### MATERIAL
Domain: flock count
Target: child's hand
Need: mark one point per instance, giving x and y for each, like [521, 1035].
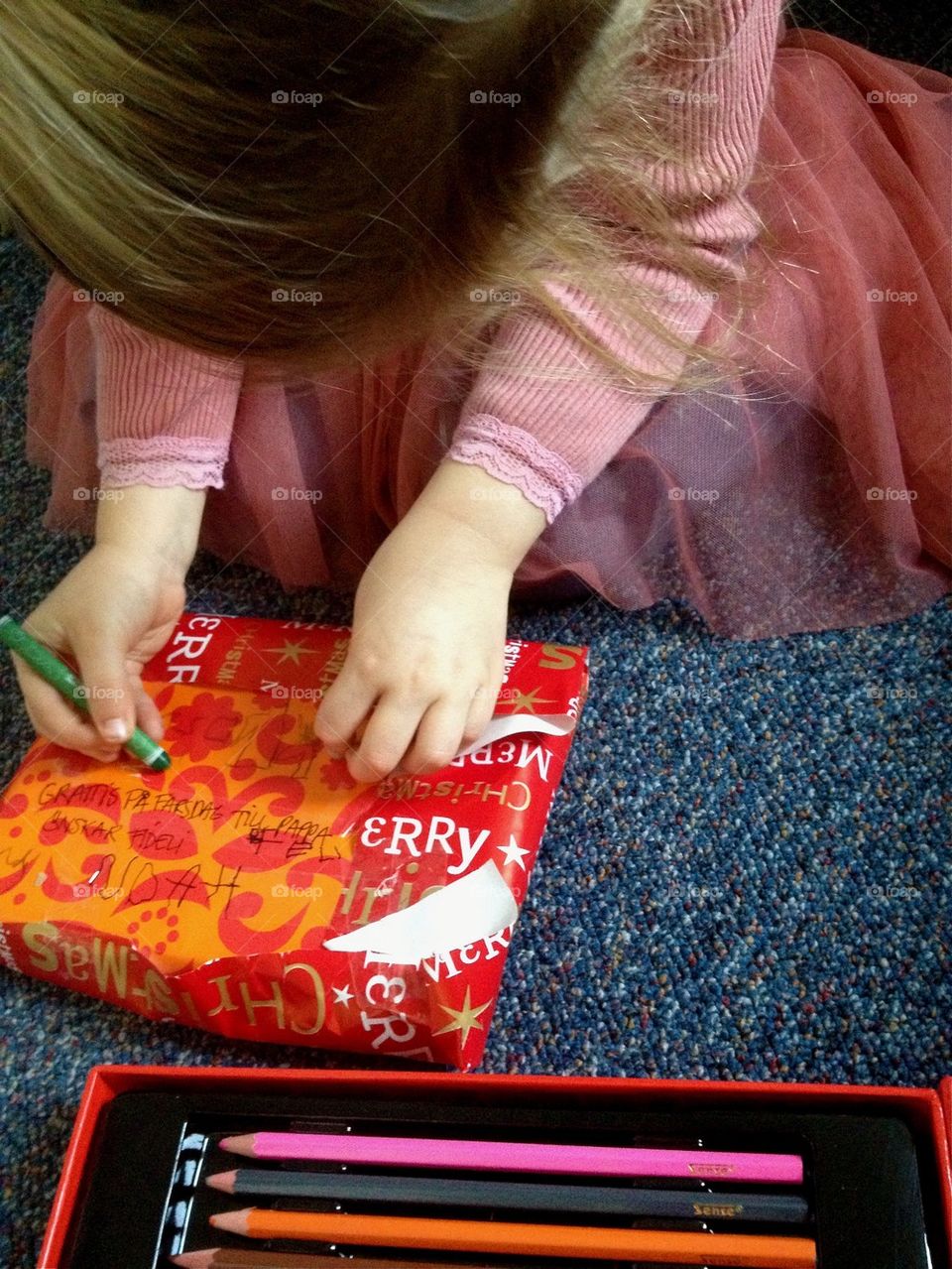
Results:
[426, 656]
[109, 614]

### TASK REQUIREMENTS
Present the material above as a numbered list, one line per entry, skipping blank lines. Leave out the picture.

### WORKED ANSWER
1. Domain: flock count
2. Target: child's hand
3. Need: mark one point per instance, giving x and y for each, like [521, 1035].
4. Results:
5. [426, 656]
6. [109, 614]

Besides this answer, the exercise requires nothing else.